─── SUPPLIED PASSAGE

GARRISON, NEW YORK: Sometimes the siren call of New York City crossfades into the call of the wild, and upstate tracking and mixing begins to beckon. At those naturally inspired moments, audio havens like upstate’s Sneaky Studios become a logical location to look to.
SonicScoop first made mention of Sneaky Studios in our June article on the facility’s founder, Duncan Sheik (“Barely Breathing”, Spring Awakening). While the studio was fully functional then, there was still an incognito feel when it came to the Garrison, NY hideaway’s commercial availability.
But lately, with multiple projects completed and all systems totally go, Sheik and his talented Chief Engineer, Michael Tudor, have been making it clearer: Artists interested in booking time at Sneaky should get in touch. For those who make the one-hour drive up the Pallisades Parkway, it’s a safe bet they’ll find that this residential music destination was worth the trip.

──────

PROMPT 1
In the Sneaky Studios article, reproduce word for word the text between "But lately, with" and "worth the trip.", inclusive.
PROMPT 2
According to the Sneaky Studios article, who is the studio's Chief Engineer?
PROMPT 3
Pick up the Sneaky Studios article after its final sentence and write the next part.

─── DATA EXCERPTS

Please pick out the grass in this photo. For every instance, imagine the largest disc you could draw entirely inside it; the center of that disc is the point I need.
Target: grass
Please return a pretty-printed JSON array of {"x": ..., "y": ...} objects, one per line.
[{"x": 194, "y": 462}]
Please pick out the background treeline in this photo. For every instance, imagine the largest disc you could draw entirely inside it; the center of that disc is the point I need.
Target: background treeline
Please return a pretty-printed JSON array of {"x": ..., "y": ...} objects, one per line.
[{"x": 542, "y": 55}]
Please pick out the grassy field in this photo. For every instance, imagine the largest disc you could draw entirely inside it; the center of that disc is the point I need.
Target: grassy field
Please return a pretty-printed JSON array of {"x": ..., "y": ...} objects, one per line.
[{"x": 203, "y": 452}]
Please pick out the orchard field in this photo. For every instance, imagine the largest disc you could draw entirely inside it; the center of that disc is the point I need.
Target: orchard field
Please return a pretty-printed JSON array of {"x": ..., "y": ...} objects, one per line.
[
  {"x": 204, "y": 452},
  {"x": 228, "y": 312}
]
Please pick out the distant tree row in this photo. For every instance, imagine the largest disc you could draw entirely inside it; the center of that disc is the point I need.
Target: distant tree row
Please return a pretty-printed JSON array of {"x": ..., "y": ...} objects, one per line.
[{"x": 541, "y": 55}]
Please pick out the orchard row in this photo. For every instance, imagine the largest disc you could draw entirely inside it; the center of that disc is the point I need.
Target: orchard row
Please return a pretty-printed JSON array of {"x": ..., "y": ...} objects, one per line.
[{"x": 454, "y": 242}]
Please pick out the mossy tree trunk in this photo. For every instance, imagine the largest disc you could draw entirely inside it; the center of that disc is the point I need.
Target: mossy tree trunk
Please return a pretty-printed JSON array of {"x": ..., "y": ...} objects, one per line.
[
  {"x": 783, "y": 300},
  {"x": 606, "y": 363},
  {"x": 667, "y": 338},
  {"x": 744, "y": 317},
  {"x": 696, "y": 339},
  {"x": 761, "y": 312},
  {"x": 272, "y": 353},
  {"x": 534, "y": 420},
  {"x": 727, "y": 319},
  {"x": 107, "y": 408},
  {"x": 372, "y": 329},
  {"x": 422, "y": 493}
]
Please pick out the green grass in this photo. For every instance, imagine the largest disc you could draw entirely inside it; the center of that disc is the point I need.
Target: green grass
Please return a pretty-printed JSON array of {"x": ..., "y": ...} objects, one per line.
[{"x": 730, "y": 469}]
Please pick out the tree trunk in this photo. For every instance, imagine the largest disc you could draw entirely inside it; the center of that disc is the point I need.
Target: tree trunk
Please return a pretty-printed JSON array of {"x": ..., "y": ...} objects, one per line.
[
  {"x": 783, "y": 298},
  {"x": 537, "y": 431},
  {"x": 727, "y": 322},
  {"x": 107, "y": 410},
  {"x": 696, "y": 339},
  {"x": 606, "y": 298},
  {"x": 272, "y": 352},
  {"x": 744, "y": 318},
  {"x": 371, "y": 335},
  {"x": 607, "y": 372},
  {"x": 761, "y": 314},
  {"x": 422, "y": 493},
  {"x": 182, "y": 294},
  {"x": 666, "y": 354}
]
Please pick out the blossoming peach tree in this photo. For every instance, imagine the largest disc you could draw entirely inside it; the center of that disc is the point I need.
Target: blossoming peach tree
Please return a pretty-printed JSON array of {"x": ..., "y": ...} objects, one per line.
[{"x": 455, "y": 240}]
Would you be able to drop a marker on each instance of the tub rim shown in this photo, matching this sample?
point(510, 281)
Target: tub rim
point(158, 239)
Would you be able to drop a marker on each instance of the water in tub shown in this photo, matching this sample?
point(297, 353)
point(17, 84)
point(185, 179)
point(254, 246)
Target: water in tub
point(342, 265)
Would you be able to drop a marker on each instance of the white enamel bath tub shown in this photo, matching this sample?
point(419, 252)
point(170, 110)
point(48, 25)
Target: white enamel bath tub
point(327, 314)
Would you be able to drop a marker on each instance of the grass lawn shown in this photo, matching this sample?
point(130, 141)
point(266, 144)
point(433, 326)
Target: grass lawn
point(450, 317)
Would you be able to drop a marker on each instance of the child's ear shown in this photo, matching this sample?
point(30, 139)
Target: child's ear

──────
─── DATA EXCERPTS

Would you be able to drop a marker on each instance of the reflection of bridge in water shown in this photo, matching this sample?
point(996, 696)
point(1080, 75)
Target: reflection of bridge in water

──────
─── DATA EXCERPTS

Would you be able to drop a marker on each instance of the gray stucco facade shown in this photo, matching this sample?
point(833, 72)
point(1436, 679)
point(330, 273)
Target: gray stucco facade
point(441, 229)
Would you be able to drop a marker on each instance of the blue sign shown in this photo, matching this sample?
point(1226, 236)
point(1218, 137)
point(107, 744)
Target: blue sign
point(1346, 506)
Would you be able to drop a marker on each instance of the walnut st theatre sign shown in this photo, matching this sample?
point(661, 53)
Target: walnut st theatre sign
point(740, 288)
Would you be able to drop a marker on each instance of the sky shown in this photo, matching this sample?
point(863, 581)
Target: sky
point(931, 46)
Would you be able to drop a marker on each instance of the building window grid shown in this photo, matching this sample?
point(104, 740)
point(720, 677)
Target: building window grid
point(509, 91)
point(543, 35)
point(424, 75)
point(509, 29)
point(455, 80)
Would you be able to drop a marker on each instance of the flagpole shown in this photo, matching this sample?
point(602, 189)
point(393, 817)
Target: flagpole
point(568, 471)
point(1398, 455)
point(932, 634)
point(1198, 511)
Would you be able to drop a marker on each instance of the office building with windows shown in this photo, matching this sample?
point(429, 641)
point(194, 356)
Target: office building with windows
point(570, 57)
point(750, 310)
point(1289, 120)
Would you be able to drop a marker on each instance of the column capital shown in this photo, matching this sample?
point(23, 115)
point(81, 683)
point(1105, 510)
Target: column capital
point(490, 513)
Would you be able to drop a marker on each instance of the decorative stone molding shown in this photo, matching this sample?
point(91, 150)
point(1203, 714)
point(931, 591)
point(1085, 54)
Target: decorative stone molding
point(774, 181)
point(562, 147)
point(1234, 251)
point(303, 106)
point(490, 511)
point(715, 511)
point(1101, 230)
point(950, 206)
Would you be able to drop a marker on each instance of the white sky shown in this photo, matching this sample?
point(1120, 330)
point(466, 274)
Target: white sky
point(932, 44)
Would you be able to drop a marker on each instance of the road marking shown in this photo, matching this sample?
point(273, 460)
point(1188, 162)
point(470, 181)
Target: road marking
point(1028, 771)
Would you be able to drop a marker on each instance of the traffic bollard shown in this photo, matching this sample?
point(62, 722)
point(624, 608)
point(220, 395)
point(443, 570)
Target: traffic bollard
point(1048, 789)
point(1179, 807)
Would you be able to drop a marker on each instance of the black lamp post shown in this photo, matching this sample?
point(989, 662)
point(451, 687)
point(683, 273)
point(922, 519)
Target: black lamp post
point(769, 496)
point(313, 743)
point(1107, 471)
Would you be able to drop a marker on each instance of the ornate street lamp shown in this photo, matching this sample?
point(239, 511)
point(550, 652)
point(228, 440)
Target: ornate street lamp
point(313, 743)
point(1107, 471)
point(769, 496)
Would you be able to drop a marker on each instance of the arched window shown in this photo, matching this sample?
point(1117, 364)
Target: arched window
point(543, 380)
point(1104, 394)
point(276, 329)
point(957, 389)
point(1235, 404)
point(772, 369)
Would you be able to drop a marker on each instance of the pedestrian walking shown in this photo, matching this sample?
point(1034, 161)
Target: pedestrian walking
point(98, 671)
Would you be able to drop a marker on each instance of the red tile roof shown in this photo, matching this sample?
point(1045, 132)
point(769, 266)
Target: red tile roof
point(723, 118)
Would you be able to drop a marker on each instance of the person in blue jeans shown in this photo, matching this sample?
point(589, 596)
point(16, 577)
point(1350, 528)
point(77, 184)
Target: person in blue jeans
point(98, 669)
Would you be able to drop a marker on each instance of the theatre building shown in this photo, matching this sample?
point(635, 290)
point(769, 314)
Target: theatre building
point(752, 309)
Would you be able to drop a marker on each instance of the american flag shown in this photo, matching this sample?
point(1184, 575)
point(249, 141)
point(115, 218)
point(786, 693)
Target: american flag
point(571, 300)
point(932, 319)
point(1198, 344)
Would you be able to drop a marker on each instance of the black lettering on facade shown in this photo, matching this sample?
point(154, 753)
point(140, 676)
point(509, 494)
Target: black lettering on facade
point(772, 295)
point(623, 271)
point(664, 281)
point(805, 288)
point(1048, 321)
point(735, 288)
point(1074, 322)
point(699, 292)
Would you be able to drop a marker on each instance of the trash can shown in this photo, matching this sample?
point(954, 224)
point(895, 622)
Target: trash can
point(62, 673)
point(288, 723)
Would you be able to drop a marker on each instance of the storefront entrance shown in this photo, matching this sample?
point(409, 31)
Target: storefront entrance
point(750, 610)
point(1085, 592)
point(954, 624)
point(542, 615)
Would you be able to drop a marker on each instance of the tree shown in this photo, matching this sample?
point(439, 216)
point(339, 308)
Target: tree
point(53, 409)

──────

EXPECTED ANSWER 1
But lately, with multiple projects completed and all systems totally go, Sheik and his talented Chief Engineer, Michael Tudor, have been making it clearer: Artists interested in booking time at Sneaky should get in touch. For those who make the one-hour drive up the Pallisades Parkway, it’s a safe bet they’ll find that this residential music destination was worth the trip.

EXPECTED ANSWER 2
Michael Tudor

EXPECTED ANSWER 3
Blessed with space, light, views, and the ambiance of the Appalachian Trail passing through the backyard, Sneaky provides its clients with a musician-centric workflow, designed as it was around Duncan’s multi-instrumentalist skills and impulsive creativity.
“The fact that it’s owned by an artist is the first thing that distinguishes this place,” says Tudor, Sheik’s longtime engineer. “There’s so many toys there: probably 30 guitars, tons of pedals, percussion instruments, keyboards. There’s a huge pallet of stuff to work from there, as opposed to a studio in the traditional sense — where you go in and the room is kind of zeroed out, and anything you want to use has to be unpacked and put together by an assistant.
“At Sneaky Studios, all the guitars are hung out on the wall, and everything is within reach,” Tudor continues. “Also, Duncan’s always looking for what’s new and interesting, in terms of software and synths — he’s loves going into Rogue Music and swapping for gear he’s just heard about.”
For Tudor, who cut his teeth working at sound-for-picture houses like duotone early in his career, the ability to quickly capture a great live sound for guitars, drums and keyboards is paramount.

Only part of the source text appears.